--- start ---

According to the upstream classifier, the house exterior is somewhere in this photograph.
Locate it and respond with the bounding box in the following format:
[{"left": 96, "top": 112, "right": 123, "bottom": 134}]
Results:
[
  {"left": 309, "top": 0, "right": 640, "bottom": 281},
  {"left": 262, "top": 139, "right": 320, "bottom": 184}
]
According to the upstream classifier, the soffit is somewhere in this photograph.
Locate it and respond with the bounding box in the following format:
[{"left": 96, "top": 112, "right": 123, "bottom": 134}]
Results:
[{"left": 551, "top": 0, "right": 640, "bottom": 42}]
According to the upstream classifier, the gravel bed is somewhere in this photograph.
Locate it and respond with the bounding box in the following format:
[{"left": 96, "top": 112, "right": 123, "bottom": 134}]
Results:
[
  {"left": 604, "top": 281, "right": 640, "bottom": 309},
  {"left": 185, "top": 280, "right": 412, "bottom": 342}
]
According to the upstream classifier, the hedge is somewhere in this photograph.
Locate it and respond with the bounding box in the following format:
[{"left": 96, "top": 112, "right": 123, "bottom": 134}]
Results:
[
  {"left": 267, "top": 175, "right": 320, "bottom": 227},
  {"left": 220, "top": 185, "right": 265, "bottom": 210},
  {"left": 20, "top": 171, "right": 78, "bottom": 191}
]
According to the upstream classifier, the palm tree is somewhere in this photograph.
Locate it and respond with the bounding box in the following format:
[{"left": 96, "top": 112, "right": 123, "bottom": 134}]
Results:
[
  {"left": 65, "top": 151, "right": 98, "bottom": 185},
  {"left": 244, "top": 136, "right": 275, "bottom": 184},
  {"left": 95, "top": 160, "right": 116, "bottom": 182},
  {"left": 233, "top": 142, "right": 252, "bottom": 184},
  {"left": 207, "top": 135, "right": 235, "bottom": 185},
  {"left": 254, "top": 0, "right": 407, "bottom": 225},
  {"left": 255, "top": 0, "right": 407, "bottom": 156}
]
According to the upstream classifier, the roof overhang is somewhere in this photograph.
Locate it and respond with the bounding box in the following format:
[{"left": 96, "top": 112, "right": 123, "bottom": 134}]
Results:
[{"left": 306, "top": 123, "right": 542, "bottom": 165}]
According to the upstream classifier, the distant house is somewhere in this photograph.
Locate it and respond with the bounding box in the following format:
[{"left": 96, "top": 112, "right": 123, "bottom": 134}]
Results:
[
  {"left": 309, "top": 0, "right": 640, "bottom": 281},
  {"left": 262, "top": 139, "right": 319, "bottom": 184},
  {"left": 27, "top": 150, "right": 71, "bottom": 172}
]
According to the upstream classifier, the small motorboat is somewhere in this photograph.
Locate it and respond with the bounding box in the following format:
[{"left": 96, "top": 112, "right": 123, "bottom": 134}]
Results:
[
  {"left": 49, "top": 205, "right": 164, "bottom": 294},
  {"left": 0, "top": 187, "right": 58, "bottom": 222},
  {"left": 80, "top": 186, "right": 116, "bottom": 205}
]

--- end ---

#### Required task:
All entries must be repeated verbatim.

#### Reply to the exercise:
According to the upstream classifier, the house exterior is somewhere in this photograph.
Locate it and respond with the bounding box in the following format:
[{"left": 96, "top": 112, "right": 123, "bottom": 134}]
Results:
[
  {"left": 309, "top": 0, "right": 640, "bottom": 281},
  {"left": 262, "top": 139, "right": 320, "bottom": 184}
]
According to the upstream classifier, the soffit is somewhere in this photograph.
Locate it and respond with the bounding box in the following format:
[{"left": 96, "top": 112, "right": 123, "bottom": 134}]
Results:
[{"left": 551, "top": 0, "right": 640, "bottom": 42}]
According to the upstream classifier, the gravel bed is somewhere in this photograph.
Locate it and respond with the bounding box in the following format:
[{"left": 96, "top": 112, "right": 123, "bottom": 134}]
Results:
[
  {"left": 604, "top": 281, "right": 640, "bottom": 309},
  {"left": 185, "top": 280, "right": 412, "bottom": 342}
]
According to the upstream classifier, the hedge is somewhere in this photograph.
Locate it and respond with the bounding box in the following format:
[{"left": 96, "top": 112, "right": 123, "bottom": 134}]
Results:
[
  {"left": 267, "top": 175, "right": 320, "bottom": 227},
  {"left": 220, "top": 185, "right": 265, "bottom": 210},
  {"left": 20, "top": 171, "right": 78, "bottom": 191}
]
According to the upstream classifier, the palm tree is somewhere in this photograph.
Locate it and respond with the bounding box in the following format:
[{"left": 96, "top": 112, "right": 123, "bottom": 134}]
Results:
[
  {"left": 65, "top": 151, "right": 98, "bottom": 185},
  {"left": 244, "top": 136, "right": 275, "bottom": 184},
  {"left": 95, "top": 160, "right": 116, "bottom": 182},
  {"left": 233, "top": 142, "right": 252, "bottom": 184},
  {"left": 207, "top": 135, "right": 235, "bottom": 185},
  {"left": 254, "top": 0, "right": 407, "bottom": 225},
  {"left": 255, "top": 0, "right": 407, "bottom": 156}
]
According to the upstream classifier, the roof overhang is somewhere in this photograph.
Locate it and respond with the bounding box in the following format:
[{"left": 96, "top": 112, "right": 123, "bottom": 134}]
Results:
[{"left": 306, "top": 123, "right": 542, "bottom": 165}]
According to the upstream classifier, the distant house is somewhere in this photograph.
Locate it and respond with the bounding box in the following format:
[{"left": 96, "top": 112, "right": 123, "bottom": 134}]
Results:
[
  {"left": 309, "top": 0, "right": 640, "bottom": 281},
  {"left": 262, "top": 139, "right": 319, "bottom": 184},
  {"left": 27, "top": 150, "right": 71, "bottom": 172}
]
According to the upstream classifier, the small motorboat is somewhere in this photograph.
Locate it and respond with the bounding box in the following format:
[{"left": 96, "top": 112, "right": 123, "bottom": 134}]
Results:
[
  {"left": 49, "top": 205, "right": 164, "bottom": 294},
  {"left": 0, "top": 187, "right": 58, "bottom": 222},
  {"left": 80, "top": 186, "right": 116, "bottom": 205}
]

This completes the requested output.